### Records shown
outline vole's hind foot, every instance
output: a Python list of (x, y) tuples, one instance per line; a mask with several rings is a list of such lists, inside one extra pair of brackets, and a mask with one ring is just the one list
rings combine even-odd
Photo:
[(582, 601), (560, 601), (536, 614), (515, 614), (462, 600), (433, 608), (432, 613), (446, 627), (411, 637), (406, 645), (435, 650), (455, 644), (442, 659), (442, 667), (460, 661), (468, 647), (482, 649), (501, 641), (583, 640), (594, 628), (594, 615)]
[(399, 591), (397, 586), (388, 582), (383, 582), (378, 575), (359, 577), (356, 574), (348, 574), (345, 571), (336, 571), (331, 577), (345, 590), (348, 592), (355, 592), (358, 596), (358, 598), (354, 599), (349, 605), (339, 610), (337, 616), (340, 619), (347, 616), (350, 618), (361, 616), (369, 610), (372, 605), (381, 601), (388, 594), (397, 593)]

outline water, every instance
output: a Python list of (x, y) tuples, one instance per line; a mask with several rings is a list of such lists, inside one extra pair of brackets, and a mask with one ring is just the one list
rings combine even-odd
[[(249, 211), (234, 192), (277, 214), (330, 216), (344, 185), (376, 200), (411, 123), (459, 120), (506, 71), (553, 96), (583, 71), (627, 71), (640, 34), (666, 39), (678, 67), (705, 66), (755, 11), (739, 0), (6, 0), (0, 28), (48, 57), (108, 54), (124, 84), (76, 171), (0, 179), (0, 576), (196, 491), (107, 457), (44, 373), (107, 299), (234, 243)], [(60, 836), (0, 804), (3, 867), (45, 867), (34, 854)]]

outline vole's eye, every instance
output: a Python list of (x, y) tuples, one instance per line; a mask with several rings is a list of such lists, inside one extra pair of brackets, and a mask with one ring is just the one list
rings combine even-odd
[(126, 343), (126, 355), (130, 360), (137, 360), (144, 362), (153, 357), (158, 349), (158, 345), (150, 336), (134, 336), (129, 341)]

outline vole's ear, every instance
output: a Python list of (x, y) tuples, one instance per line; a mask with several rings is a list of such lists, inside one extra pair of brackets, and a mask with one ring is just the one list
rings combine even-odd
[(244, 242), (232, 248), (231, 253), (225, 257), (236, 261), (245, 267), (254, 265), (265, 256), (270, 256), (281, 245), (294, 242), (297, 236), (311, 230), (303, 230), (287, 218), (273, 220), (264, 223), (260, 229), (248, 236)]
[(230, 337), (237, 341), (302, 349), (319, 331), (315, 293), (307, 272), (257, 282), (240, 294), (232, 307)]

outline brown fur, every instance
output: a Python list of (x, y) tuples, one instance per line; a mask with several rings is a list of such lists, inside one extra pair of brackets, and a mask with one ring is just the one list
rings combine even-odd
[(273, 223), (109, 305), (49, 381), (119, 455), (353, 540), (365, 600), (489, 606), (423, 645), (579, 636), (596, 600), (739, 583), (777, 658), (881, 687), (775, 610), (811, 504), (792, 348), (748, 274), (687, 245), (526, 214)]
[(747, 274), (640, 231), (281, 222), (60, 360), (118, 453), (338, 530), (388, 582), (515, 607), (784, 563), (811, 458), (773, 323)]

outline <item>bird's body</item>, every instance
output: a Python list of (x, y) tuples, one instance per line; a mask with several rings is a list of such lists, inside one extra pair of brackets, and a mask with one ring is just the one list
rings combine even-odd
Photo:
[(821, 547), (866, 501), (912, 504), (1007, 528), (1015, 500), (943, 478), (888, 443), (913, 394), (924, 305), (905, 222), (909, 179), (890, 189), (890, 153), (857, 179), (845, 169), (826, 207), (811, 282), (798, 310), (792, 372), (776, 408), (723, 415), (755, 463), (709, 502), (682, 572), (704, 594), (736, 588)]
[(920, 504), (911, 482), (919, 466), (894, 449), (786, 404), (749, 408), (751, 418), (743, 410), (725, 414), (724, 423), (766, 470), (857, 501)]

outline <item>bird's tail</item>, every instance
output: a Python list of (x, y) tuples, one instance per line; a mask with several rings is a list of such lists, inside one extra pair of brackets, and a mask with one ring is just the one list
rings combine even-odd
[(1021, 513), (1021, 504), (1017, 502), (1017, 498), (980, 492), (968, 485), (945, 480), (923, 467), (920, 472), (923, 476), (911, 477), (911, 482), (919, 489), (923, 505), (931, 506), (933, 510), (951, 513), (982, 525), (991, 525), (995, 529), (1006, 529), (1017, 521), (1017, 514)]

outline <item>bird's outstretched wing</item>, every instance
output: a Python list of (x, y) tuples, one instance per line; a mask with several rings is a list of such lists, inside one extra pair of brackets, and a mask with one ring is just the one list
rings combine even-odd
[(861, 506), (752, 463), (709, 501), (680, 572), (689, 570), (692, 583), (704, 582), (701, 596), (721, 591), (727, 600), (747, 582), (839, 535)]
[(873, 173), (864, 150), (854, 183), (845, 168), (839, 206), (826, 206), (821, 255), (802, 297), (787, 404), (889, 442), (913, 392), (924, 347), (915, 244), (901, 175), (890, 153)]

### What is needed
Write out everything from the line containing "outline vole's ear, every instance" down to the line containing "470), (857, 501)]", swapping "brown fur" for "dark fur" and leaving the rest of those lines as they are.

### Full solution
outline vole's ear, every instance
output: a Python list of (x, y) tuples, one instance per line; a mask with several rings is a list of such lists, inside one extra pair of brackets, and a mask with one ring is just the one list
rings combine even-odd
[(244, 242), (232, 248), (231, 253), (225, 257), (236, 261), (245, 267), (254, 265), (265, 256), (270, 256), (281, 245), (294, 242), (297, 236), (311, 230), (303, 230), (287, 218), (273, 220), (264, 223), (260, 229), (248, 236)]
[(230, 337), (237, 341), (302, 349), (319, 331), (315, 293), (307, 272), (257, 282), (240, 294), (232, 307)]

outline dark fur, every instance
output: a Python list of (x, y) tuples, one instance per line; a mask with several rings is a list of such lists, inside one extra pair of brackets, and a mask with one ring is just the one list
rings combine even-odd
[(273, 223), (109, 305), (49, 381), (119, 455), (353, 540), (365, 600), (489, 606), (423, 645), (579, 636), (596, 600), (739, 583), (777, 658), (881, 687), (775, 610), (811, 504), (792, 348), (748, 274), (687, 245), (526, 214)]
[(747, 274), (640, 231), (281, 222), (60, 360), (118, 453), (338, 530), (388, 582), (515, 607), (784, 563), (811, 458), (773, 323)]

outline <item>bird's body</item>, every instance
output: a Python list of (x, y) tuples, one instance per line; a mask with several rings is a list of such lists, inside one extra pair of brackets, and a mask with one ring is just the one list
rings combine even-odd
Photo:
[(821, 547), (866, 501), (912, 504), (1007, 528), (1015, 500), (943, 478), (888, 443), (913, 394), (924, 305), (905, 222), (909, 179), (890, 189), (890, 153), (857, 179), (845, 169), (826, 207), (811, 282), (798, 310), (792, 372), (776, 408), (723, 415), (755, 463), (709, 502), (682, 572), (704, 594), (736, 588)]
[(920, 504), (911, 482), (919, 466), (894, 449), (786, 404), (749, 408), (751, 418), (743, 410), (725, 414), (724, 423), (766, 470), (857, 501)]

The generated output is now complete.